START
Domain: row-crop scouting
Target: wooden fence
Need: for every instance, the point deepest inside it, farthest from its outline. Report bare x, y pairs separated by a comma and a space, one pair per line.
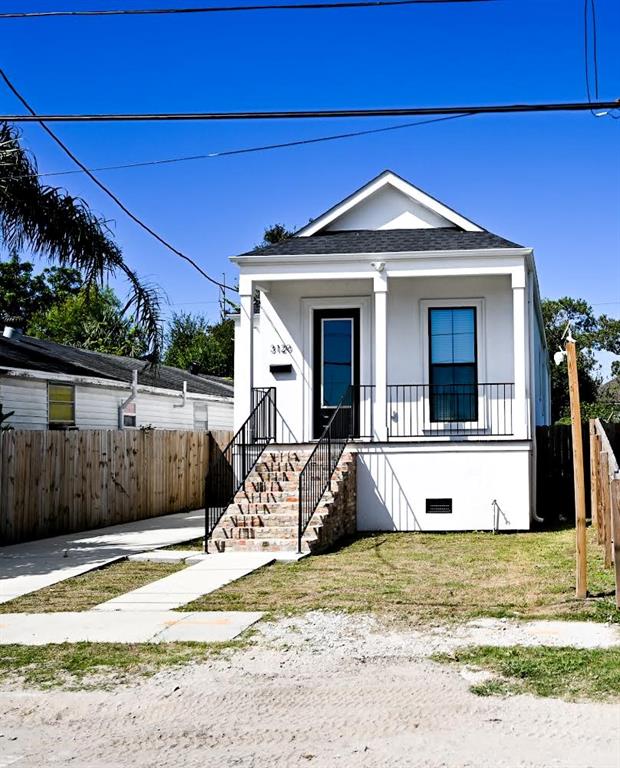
54, 482
605, 492
554, 474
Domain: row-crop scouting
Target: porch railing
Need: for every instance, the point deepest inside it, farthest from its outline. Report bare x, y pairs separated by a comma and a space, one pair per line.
316, 475
436, 410
228, 468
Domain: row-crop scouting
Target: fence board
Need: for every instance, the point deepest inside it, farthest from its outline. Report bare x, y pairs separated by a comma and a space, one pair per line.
554, 473
54, 482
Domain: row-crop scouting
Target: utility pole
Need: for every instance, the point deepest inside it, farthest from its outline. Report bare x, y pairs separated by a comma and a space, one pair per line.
578, 476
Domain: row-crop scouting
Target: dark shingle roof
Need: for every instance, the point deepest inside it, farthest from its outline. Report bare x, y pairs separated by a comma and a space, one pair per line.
385, 241
49, 357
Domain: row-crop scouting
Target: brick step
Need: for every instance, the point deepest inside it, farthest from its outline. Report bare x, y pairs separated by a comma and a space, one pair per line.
262, 545
266, 520
266, 497
261, 508
285, 466
255, 532
286, 455
261, 520
271, 477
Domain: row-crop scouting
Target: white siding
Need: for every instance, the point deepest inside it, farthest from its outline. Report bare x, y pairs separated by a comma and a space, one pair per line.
220, 414
29, 401
393, 484
96, 406
389, 209
285, 320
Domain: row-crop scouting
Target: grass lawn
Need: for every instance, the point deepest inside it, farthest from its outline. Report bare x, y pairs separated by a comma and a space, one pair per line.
569, 673
83, 592
195, 545
93, 665
431, 578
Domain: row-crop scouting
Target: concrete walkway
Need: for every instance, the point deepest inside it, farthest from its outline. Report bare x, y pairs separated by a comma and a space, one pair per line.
33, 565
124, 627
210, 573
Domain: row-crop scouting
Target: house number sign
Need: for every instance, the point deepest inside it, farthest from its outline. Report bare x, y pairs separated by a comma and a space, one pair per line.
281, 349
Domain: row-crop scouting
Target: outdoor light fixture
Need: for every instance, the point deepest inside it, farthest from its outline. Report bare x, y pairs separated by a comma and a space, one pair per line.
559, 356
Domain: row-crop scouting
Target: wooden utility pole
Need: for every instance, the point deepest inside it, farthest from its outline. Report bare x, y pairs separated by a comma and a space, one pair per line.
580, 493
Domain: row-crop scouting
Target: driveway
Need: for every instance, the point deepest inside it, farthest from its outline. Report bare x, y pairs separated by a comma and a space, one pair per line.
33, 565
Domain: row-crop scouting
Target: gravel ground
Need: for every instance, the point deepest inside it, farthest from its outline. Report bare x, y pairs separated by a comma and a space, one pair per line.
322, 690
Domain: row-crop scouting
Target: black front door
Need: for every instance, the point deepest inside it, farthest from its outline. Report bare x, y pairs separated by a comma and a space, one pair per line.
336, 366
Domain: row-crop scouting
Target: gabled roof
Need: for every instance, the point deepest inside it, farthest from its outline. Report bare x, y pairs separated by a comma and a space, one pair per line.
395, 217
385, 241
26, 352
384, 180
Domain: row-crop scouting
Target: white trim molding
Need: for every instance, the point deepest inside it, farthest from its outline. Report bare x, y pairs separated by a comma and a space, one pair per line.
387, 178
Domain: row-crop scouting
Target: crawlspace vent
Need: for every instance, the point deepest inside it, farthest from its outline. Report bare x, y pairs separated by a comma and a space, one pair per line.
439, 506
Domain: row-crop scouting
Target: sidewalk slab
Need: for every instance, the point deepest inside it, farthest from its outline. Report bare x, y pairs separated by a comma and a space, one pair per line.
187, 585
33, 565
161, 556
124, 627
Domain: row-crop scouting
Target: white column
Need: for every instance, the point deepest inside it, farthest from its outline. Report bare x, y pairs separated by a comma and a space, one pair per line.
244, 354
519, 411
380, 286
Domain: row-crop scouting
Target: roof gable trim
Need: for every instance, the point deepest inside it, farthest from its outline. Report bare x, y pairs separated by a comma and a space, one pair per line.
387, 178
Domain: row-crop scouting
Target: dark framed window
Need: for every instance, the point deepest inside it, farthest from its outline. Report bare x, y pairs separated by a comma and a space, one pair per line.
453, 365
60, 405
129, 414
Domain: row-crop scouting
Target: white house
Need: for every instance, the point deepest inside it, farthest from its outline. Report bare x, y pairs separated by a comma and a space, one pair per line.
54, 386
435, 324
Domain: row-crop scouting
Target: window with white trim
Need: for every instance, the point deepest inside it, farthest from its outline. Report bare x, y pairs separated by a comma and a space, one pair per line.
453, 368
60, 405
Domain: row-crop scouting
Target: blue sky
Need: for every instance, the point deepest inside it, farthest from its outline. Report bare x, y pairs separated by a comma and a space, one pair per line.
547, 181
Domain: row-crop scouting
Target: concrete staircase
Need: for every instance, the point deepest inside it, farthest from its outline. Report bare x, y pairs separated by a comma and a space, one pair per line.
263, 516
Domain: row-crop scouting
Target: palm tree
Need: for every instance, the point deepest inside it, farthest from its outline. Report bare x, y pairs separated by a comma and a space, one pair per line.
62, 228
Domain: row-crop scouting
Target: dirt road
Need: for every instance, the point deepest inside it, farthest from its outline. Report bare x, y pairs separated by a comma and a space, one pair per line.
327, 691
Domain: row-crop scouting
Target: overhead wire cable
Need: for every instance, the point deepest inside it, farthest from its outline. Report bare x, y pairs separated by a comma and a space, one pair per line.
313, 114
259, 148
109, 192
233, 8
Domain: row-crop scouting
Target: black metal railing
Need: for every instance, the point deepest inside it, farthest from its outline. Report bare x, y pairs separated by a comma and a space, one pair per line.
363, 400
228, 468
435, 410
316, 475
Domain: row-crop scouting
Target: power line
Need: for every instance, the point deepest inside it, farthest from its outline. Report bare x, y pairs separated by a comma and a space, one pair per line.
589, 7
105, 189
232, 8
314, 114
260, 148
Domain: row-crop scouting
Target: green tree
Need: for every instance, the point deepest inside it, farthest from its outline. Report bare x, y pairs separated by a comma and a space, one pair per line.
62, 228
592, 333
194, 344
276, 233
24, 293
91, 319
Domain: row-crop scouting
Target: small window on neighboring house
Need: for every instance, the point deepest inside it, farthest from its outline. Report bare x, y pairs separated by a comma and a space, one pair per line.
453, 365
60, 405
129, 414
201, 416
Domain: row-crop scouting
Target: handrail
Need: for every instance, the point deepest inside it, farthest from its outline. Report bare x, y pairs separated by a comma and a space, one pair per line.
229, 468
316, 474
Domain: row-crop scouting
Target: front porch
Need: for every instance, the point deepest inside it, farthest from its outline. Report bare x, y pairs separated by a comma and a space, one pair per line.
395, 393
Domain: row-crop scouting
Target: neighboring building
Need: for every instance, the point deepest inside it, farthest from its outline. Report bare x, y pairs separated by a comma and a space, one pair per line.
436, 325
54, 386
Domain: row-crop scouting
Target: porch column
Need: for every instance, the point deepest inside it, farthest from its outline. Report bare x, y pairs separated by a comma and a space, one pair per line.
380, 287
519, 411
244, 354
END
• **What is needed**: Pull out every line above that contains the word "porch", matching case exactly.

• **Exercise solution**:
Target: porch railing
Target: front porch
Target: porch column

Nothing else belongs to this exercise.